■ Job 1:
Extract each line of the records that contains the word "shirt".

I started working with AXUV diode measurements on ASDEX-Upgrade which have a notable spectral dependency in their response function (and with plasma operation, this response function also degrades). Still, these diodes are similar to bolometers in the sense that they measure radiated power. Therefore, I suggest adding spectral pipelines to either observers.BolometerFoil or adding a very similar, separate class for AXUV diodes. Then the user can apply a custom spectral response function and even spectral filters (e. g. on KSTAR) while post-processing the synthetic signals.

I have some specific suggestions, but do note that I am new to the code and I am not too familiar with the inner workings of it just yet. With that said, here are my suggestions for observers.bolometry.py:

In BolometerFoil

• In the units() method at @units.setter I suggest adding

        elif units == "SpectralPower":
            pipeline = SpectralPowerPipeline0D(accumulate=self.accumulate)

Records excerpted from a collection

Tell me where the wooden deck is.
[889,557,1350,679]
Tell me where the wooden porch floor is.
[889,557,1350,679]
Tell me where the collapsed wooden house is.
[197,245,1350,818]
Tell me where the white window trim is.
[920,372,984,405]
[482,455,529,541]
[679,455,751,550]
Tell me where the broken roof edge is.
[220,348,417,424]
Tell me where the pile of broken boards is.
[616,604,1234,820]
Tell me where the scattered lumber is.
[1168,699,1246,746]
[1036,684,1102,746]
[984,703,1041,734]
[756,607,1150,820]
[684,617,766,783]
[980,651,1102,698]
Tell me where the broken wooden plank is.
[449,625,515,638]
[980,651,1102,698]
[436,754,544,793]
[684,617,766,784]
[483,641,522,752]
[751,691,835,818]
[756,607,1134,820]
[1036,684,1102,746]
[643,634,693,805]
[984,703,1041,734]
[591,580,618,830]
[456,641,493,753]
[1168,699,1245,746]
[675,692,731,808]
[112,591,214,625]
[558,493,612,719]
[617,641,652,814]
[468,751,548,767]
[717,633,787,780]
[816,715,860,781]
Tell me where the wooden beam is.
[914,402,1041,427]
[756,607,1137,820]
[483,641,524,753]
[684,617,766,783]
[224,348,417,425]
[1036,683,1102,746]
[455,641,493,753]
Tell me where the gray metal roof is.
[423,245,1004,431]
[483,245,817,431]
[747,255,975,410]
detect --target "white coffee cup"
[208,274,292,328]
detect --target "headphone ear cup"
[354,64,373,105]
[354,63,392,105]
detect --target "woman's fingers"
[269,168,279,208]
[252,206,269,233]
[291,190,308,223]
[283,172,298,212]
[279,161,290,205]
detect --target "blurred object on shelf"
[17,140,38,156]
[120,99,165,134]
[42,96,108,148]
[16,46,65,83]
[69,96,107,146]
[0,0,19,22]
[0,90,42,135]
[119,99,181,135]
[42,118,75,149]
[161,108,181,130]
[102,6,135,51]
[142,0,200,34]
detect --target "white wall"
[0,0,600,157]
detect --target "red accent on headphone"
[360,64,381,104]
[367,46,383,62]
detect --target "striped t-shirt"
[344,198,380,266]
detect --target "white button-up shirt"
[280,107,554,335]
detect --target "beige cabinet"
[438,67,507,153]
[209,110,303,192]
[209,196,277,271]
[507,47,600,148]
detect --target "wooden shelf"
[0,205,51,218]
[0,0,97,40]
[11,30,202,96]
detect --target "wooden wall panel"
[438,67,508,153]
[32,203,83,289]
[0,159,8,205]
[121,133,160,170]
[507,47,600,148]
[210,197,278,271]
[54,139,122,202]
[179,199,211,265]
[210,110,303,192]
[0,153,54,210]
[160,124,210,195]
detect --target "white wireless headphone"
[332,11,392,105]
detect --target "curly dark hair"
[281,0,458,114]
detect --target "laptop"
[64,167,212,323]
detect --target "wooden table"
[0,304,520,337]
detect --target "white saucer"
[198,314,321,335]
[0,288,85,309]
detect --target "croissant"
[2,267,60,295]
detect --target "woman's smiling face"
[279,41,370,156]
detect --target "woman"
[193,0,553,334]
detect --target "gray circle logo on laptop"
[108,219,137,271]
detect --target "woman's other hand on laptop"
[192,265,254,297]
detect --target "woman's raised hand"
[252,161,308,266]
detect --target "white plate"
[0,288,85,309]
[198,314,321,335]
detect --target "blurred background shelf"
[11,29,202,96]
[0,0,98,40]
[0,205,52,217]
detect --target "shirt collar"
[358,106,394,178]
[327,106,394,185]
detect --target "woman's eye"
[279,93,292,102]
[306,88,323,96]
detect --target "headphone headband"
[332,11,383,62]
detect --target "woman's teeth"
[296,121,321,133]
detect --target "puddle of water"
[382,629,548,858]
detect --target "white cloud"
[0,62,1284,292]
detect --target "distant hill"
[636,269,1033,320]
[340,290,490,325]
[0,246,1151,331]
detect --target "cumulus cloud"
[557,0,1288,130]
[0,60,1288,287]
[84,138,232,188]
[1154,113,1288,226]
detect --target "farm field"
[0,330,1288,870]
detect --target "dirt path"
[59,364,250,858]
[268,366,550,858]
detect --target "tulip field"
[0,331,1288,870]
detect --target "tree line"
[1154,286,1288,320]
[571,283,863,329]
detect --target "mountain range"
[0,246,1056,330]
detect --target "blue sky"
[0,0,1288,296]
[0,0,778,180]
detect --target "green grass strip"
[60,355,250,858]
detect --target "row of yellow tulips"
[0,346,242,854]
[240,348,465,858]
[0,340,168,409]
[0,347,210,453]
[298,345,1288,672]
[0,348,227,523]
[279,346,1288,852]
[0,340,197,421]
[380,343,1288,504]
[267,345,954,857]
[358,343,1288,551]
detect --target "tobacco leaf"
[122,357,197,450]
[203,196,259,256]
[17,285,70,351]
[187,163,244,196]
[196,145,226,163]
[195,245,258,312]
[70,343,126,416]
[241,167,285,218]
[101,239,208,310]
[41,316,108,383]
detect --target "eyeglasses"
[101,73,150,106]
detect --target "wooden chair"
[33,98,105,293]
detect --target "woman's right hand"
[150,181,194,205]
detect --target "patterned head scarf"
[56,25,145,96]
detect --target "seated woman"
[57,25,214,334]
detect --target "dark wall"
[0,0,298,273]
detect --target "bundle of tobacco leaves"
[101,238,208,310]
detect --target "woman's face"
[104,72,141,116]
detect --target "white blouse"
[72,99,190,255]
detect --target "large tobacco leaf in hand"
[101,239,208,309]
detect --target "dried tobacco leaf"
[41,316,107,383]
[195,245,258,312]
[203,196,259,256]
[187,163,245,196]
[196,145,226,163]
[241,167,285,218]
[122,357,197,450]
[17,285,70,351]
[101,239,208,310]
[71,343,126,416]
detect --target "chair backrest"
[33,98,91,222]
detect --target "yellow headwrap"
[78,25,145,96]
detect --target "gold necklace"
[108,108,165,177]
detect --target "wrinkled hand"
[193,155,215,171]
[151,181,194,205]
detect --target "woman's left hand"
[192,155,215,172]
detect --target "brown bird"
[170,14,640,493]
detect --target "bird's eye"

■ Job 2:
According to the post on AXUV diodes, on which device did the writer begin working with AXUV diode measurements?

■ Task solution 1:
detect --target "striped t-shirt"
detect --target "white button-up shirt"
detect --target "shirt collar"

■ Task solution 2:
ASDEX-Upgrade